** Directions **
Render every line of the entries below as a JSON list of strings, one string per line, omitting any blank lines.

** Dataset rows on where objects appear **
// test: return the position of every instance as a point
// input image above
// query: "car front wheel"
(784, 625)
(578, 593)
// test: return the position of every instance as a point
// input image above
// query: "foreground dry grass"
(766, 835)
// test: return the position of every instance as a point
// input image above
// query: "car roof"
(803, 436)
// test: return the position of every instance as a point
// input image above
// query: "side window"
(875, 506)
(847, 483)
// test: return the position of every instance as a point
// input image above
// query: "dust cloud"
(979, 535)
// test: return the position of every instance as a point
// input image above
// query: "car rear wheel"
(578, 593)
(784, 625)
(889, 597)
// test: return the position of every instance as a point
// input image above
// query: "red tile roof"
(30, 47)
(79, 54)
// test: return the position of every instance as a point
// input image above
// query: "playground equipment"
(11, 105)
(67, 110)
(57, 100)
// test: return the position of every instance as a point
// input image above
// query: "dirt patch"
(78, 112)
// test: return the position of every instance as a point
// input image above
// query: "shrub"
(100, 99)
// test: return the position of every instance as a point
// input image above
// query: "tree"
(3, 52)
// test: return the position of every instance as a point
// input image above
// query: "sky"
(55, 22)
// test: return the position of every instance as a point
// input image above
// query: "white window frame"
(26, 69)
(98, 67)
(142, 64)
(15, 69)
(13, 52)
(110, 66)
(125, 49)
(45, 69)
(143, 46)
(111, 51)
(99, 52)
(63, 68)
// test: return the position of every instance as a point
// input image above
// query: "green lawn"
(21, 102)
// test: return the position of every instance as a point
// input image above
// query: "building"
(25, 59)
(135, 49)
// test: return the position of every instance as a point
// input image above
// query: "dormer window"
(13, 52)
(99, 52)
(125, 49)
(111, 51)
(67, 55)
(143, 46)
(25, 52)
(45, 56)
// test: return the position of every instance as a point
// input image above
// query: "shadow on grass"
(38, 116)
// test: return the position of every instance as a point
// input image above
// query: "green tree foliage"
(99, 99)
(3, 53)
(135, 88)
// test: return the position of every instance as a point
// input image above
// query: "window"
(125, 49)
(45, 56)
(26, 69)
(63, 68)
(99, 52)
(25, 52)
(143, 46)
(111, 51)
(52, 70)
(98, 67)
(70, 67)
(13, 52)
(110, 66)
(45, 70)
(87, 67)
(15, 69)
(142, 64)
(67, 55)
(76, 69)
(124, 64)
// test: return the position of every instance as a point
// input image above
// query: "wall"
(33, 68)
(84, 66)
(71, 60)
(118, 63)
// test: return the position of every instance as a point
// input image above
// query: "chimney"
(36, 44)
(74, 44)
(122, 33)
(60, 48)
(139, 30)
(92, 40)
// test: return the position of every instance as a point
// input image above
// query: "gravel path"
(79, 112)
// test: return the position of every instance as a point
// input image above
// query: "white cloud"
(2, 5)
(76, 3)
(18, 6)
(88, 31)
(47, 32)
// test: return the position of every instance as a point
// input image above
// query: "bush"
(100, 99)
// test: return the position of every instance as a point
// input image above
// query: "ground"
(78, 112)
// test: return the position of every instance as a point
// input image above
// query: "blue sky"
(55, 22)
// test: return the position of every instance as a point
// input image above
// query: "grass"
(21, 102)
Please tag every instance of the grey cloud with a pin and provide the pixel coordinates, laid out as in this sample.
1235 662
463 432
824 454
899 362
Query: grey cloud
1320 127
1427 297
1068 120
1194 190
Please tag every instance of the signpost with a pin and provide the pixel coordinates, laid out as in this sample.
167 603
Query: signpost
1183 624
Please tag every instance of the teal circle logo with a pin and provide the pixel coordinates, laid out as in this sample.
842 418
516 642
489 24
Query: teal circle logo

** Answer for the task **
[
  "// test: return the position of every instance as a point",
  "// input image above",
  "// query: \"car front wheel\"",
  "(784, 625)",
  "(578, 593)",
  "// test: return the position of every instance as a point",
  "// input image above",
  "// query: \"foreground dry grass\"",
  "(766, 835)",
  "// test: return the position of every instance as a point",
  "// input image above",
  "// query: \"car roof\"",
  "(803, 436)",
  "// test: return the position of every instance as a point",
  "// input image above",
  "// query: \"side window\"",
  "(875, 506)",
  "(847, 483)",
  "// test: return the position of every instance as a point",
  "// input image above",
  "// query: \"dust cloud\"",
  "(979, 535)",
  "// test: return the position of every instance as a point",
  "// input image above",
  "// query: \"car rear wheel\"",
  "(578, 593)",
  "(784, 625)",
  "(889, 597)",
  "// test: return the position of every instance as a point",
  "// input image above",
  "// query: \"red tile roof\"",
  "(30, 47)",
  "(79, 54)",
  "// test: return the position of every instance as a point",
  "// input image above",
  "// query: \"playground equipment\"",
  "(11, 105)",
  "(67, 110)",
  "(57, 100)",
  "// test: return the position of every instance as a point",
  "// input image above",
  "// query: \"dirt patch\"",
  "(78, 112)",
  "// test: return the position of every instance as a point",
  "// input image above",
  "// query: \"shrub\"",
  "(100, 99)",
  "// test: return the position of every instance as a point",
  "// input image above",
  "// query: \"tree\"",
  "(3, 52)",
  "// test: return the position of every instance as a point",
  "// input image above",
  "// query: \"sky\"",
  "(55, 22)",
  "// test: return the position of every instance as a point",
  "// input image above",
  "// query: \"white window frame\"",
  "(26, 69)",
  "(98, 67)",
  "(142, 64)",
  "(15, 69)",
  "(13, 52)",
  "(110, 66)",
  "(125, 49)",
  "(45, 69)",
  "(143, 46)",
  "(111, 51)",
  "(99, 52)",
  "(63, 68)",
  "// test: return the position of every instance as a point",
  "// input image above",
  "// query: \"green lawn\"",
  "(21, 102)",
  "// test: return the position of every instance as a point",
  "// input image above",
  "// query: \"building\"",
  "(25, 59)",
  "(135, 49)",
  "// test: return the position of every instance as a point",
  "// input image above",
  "// query: \"dormer window\"",
  "(13, 52)",
  "(99, 52)",
  "(125, 49)",
  "(111, 51)",
  "(67, 55)",
  "(143, 46)",
  "(25, 52)",
  "(45, 56)",
  "// test: return the position of every instance as a point",
  "// input image above",
  "// query: \"shadow on grass\"",
  "(38, 116)",
  "// test: return the position of every instance as a point",
  "// input image above",
  "// query: \"green tree foliage\"",
  "(99, 99)",
  "(3, 53)",
  "(135, 88)",
  "// test: return the position of every instance as a point",
  "// input image above",
  "// query: \"window\"",
  "(125, 49)",
  "(45, 56)",
  "(26, 69)",
  "(63, 68)",
  "(99, 52)",
  "(25, 52)",
  "(143, 46)",
  "(111, 51)",
  "(52, 70)",
  "(98, 67)",
  "(70, 67)",
  "(13, 52)",
  "(110, 66)",
  "(45, 70)",
  "(87, 67)",
  "(15, 69)",
  "(142, 64)",
  "(67, 55)",
  "(76, 69)",
  "(124, 64)",
  "// test: return the position of every instance as a point",
  "// input image above",
  "// query: \"wall\"",
  "(33, 68)",
  "(84, 66)",
  "(71, 60)",
  "(118, 63)",
  "// test: return the position of every instance as a point",
  "// input image above",
  "// query: \"chimney\"",
  "(36, 44)",
  "(74, 44)",
  "(122, 33)",
  "(60, 48)",
  "(139, 30)",
  "(92, 40)",
  "// test: return the position of every instance as a point",
  "// input image above",
  "// query: \"gravel path\"",
  "(79, 112)",
  "// test: return the position of every instance as a point",
  "// input image above",
  "// query: \"white cloud\"",
  "(2, 5)",
  "(76, 3)",
  "(18, 6)",
  "(88, 31)",
  "(47, 32)",
  "// test: return the position of every instance as a point",
  "// input image above",
  "// query: \"bush\"",
  "(100, 99)",
  "// test: return the position of every instance as a point",
  "// input image above",
  "// query: \"ground\"",
  "(78, 112)",
  "// test: return the position of every instance as a point",
  "// input image above",
  "// query: \"blue sky\"",
  "(55, 22)",
  "// test: return the position of every instance as a point",
  "// input image above",
  "// query: \"grass\"",
  "(21, 102)",
  "Please tag every instance of the grey cloud with a pin and provide the pixel coordinates, laid out as in this sample.",
  "1235 662",
  "463 432",
  "824 454",
  "899 362",
  "Query: grey cloud",
  "1320 127",
  "1427 297",
  "1068 120",
  "1194 190",
  "Please tag every instance of the signpost with a pin and provide the pixel coordinates, laid out as in this sample.",
  "167 603",
  "Query: signpost",
  "1183 624",
  "Please tag every instance of the teal circle logo with a pin and provide the pixel coordinates, laid out as in this sample.",
  "842 418",
  "516 642",
  "489 24",
  "Query: teal circle logo"
]